Top of Exercise materials
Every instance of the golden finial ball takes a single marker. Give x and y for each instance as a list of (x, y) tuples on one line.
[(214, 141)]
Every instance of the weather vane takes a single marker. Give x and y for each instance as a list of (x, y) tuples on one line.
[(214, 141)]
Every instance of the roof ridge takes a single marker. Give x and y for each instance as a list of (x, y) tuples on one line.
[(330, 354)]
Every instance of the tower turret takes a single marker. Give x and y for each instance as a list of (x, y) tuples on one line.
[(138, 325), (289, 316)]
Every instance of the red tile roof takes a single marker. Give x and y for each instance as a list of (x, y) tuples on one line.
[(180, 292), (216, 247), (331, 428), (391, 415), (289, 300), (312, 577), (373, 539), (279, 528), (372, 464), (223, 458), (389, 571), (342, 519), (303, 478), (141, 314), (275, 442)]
Bottom of Exercise materials
Top of Exercise materials
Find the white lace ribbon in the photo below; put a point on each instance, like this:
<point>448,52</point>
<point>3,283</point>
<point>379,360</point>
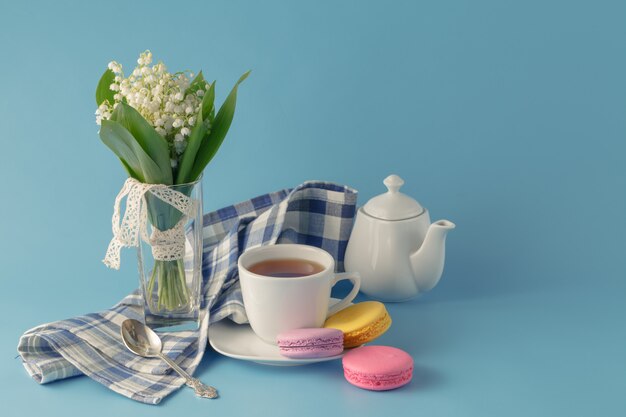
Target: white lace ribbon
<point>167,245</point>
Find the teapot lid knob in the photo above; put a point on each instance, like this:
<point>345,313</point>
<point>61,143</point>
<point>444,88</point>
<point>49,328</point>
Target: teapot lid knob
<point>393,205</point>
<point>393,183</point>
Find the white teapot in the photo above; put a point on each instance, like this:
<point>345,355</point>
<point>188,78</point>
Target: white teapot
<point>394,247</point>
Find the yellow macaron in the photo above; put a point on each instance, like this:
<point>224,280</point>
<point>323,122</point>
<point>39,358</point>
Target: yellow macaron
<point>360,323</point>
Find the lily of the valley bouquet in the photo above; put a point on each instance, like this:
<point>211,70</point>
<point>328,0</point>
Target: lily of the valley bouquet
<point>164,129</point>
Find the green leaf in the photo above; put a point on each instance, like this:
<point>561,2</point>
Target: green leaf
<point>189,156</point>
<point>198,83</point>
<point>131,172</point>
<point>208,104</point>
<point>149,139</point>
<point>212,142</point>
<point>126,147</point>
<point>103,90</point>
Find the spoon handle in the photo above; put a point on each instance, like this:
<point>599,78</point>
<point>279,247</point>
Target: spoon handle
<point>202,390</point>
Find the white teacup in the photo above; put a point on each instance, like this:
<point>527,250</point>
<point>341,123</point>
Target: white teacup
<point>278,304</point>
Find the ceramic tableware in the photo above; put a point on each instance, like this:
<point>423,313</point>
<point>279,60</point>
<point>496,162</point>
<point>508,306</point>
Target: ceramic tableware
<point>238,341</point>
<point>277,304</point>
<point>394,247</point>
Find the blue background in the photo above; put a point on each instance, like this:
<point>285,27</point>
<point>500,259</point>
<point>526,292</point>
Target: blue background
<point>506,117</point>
Bottom of Exercise materials
### [What this task involves]
Gather and copy every line of the data in which the string "above" is found.

### [Written answer]
Find the teapot lid knob in the photo above; put a point on each instance, like this:
Find the white teapot in the photo above; put a point on each instance, like this:
Find the yellow macaron in the photo above; put a point on each instance, like this:
Find the lily of the valley bouquet in the photo above; put a point on each instance, like this:
Find the green leaf in the photo above; put a point on each instance, like this:
Find the spoon handle in the photo above; put a point on each instance, like this:
Find the white teacup in the photo above; put a point on each instance, like this:
Find the ceramic tableware in the photo above; put a point on each instance, like this:
Find the blue background in the photo above; put a point on each instance, like this:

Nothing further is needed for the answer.